__Selected excerpt__.
* begin *

Singapore Cooks

Heritage recipe for pork vindaloo passed down through three generations

Housewife Shamin D'Souza, who shares her recipe for pork vindaloo here, loves when people bond over her food

For housewife Shamin D'Souza, cooking provides much pleasure and enjoyment.

She derives joy and happiness from making dishes from scratch - everything from Indian fare to Italian cuisine - and loves when people bond over her food.

The Mumbai-born Singapore permanent resident moved here in 1998, when she took on a job as a flight stewardess with Singapore Airlines. The 41-year-old is of East Indian Catholic heritage, which has a culture strongly influenced by the Portuguese.

Just as how Peranakan and Eurasian families here have closely guarded recipes, so, too, do the East Indians.

Indeed, some of her recipes have been in her family for generations.

She shares a secret family recipe for pork indyal, also known as pork vindaloo, which she learnt from her mother, in this column. This East Indian recipe, was passed down from Ms D'Souza's maternal grandmother.

Unlike the vindaloo that is found at most Indian restaurants, her family's version does not contain potatoes or onion. Also, vindaloo, which is a mildly spicy meat stew with vinegar, is traditionally made with pork, she says.

* end *

__Direction A__. In the Singapore Cooks article, what is another name for pork indyal?
__Direction B__. Do these statements agree with the Singapore Cooks article? (i) The recipe was passed down from Ms D'Souza's paternal grandmother. (ii) Her family's vindaloo does not include potatoes or onion. (iii) Ms D'Souza is of East Indian Catholic heritage.

__Data__.

* begin *

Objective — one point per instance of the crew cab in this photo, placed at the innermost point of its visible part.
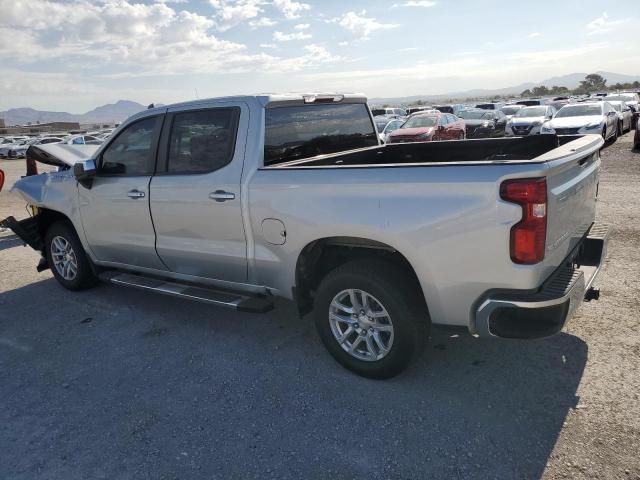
(232, 201)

* end *

__Full answer A__. Pork vindaloo.

__Full answer B__.
(i) No: "was passed down from Ms D'Souza's maternal grandmother"
(ii) Yes: "her family's version does not contain potatoes or onion"
(iii) Yes: "is of East Indian Catholic heritage"